## begin Source document

Definition (Domain And Codomain)

Let $A$ and $B$ be sets and let $f$ be a function from $A$ into $B$, so we have $f:A\to B$.

  • We call the set $A$ the domain of $f$.
  • We call the set $B$ the codomain of $f$.
Definition (Injective, Surjective, And Bijective)

Let $D$ and $R$ be sets and let $f$ be a function from $D$ into $R$, so we have $f:D\to R$.

  • We say that $f$ is injective (or one-to-one) if and only if for every $a,b\in D$ we have $f(a)=f(b)$ implies $a=b$.
  • We say that $f$ is surjective (or onto) if and only if for every $y\in R$ there exists an $x\in D$ such that $y=f(x)$.
  • We say that $f$ is bijective if and only if the function $f$ is both injective and surjective.

Problem 43: (Practice With Injective And Surjective)

For each function below, state the domain and codomain, determine if the function is injective, and then determine if the function is surjective.

## end Source document
## begin Recorded information

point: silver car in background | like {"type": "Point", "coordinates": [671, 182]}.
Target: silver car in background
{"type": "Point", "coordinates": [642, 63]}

## end Recorded information

▸ **Exercises to complete**
1 > Answer these from the text on functions above, one line each:
(a) What name does the text give to the set $B$ for a function $f:A\to B$?
(b) What other name does the text give for a surjective function?
(c) Besides stating the domain and codomain, what two things does Problem 43 ask you to determine for each function?
2 > Reproduce the text on functions word for word, from "Problem 43: (Practice" up to and including "function is surjective.".

▸ **Solutions to the tasks**
1 >
(a) The codomain of $f$.
(b) Onto.
(c) Whether the function is injective, and then whether it is surjective.

2 >
Problem 43: (Practice With Injective And Surjective)

For each function below, state the domain and codomain, determine if the function is injective, and then determine if the function is surjective.